[Recorded data]
## begin

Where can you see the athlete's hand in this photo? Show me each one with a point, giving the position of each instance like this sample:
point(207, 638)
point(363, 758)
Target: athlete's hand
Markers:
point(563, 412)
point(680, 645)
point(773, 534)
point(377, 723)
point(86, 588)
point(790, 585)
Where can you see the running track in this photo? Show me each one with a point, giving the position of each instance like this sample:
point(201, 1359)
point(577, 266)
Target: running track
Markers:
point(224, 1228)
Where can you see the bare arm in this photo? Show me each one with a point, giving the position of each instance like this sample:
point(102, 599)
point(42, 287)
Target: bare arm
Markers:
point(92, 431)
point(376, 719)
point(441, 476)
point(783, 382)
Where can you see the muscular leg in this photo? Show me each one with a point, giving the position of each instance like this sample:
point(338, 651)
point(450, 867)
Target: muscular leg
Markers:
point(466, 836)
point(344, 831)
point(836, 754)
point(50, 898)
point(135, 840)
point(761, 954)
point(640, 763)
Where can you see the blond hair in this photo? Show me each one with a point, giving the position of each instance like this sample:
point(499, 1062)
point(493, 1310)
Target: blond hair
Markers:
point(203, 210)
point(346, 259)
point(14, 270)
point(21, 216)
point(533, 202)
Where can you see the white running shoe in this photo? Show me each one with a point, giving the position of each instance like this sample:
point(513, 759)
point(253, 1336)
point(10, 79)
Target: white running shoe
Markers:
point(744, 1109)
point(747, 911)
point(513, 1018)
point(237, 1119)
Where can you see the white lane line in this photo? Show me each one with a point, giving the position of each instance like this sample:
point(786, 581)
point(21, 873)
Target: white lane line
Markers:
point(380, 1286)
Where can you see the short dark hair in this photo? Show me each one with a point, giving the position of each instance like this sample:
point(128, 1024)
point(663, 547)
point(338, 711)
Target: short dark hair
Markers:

## end

■ YOUR GOAL
Convert the data above into a Markdown table with the columns Row and Entry. Put each line in its own numbered row and omit any blank lines.

■ ANSWER TO THE TASK
| Row | Entry |
|---|---|
| 1 | Where can you see the athlete's hand in this photo? Show me each one with a point, giving the position of each instance like this sample: |
| 2 | point(207, 638) |
| 3 | point(363, 758) |
| 4 | Target: athlete's hand |
| 5 | Markers: |
| 6 | point(563, 412) |
| 7 | point(680, 645) |
| 8 | point(773, 534) |
| 9 | point(377, 723) |
| 10 | point(86, 588) |
| 11 | point(790, 585) |
| 12 | Where can you see the running track in this photo? Show me each one with a point, giving the position of each instance like this sample: |
| 13 | point(201, 1359) |
| 14 | point(577, 266) |
| 15 | Target: running track |
| 16 | Markers: |
| 17 | point(224, 1228) |
| 18 | Where can you see the bare arm in this photo? Show me each one with a point, giving the position of each instance like this sample: |
| 19 | point(102, 599) |
| 20 | point(42, 287) |
| 21 | Target: bare arm |
| 22 | Markers: |
| 23 | point(92, 431) |
| 24 | point(376, 719) |
| 25 | point(441, 476) |
| 26 | point(783, 382) |
| 27 | Where can you see the muscular leg in this photo? Show me each one with a point, giving the position of each instance like this sample: |
| 28 | point(338, 651) |
| 29 | point(450, 867) |
| 30 | Target: muscular leg |
| 31 | Markers: |
| 32 | point(466, 836) |
| 33 | point(344, 831) |
| 34 | point(836, 754) |
| 35 | point(50, 898) |
| 36 | point(135, 840) |
| 37 | point(761, 954) |
| 38 | point(640, 763) |
| 39 | Where can you see the blond hair in this photo? Show me each one with a point, giving the position of each instance like this sample: |
| 40 | point(499, 1062) |
| 41 | point(493, 1310) |
| 42 | Target: blond hair |
| 43 | Markers: |
| 44 | point(203, 210) |
| 45 | point(346, 259) |
| 46 | point(14, 270) |
| 47 | point(21, 216) |
| 48 | point(533, 202) |
| 49 | Where can you see the white running shoe in this photo? Show me each one with a point, giving the position of each instance like this sample: |
| 50 | point(513, 759) |
| 51 | point(253, 1336) |
| 52 | point(10, 79) |
| 53 | Target: white running shoe |
| 54 | Markers: |
| 55 | point(744, 1109) |
| 56 | point(747, 911) |
| 57 | point(513, 1018) |
| 58 | point(237, 1119) |
| 59 | Where can you see the white lane line in this photo? Show me each one with a point, giving the position of each instance like this sample: |
| 60 | point(786, 581) |
| 61 | point(21, 873) |
| 62 | Target: white lane line |
| 63 | Markers: |
| 64 | point(380, 1286) |
| 65 | Where can you see the short dark hair in this photo? Show me each one with a point, giving the position of each instance like this sample: |
| 66 | point(128, 1024) |
| 67 | point(663, 547) |
| 68 | point(338, 711) |
| 69 | Target: short dark hair |
| 70 | Markers: |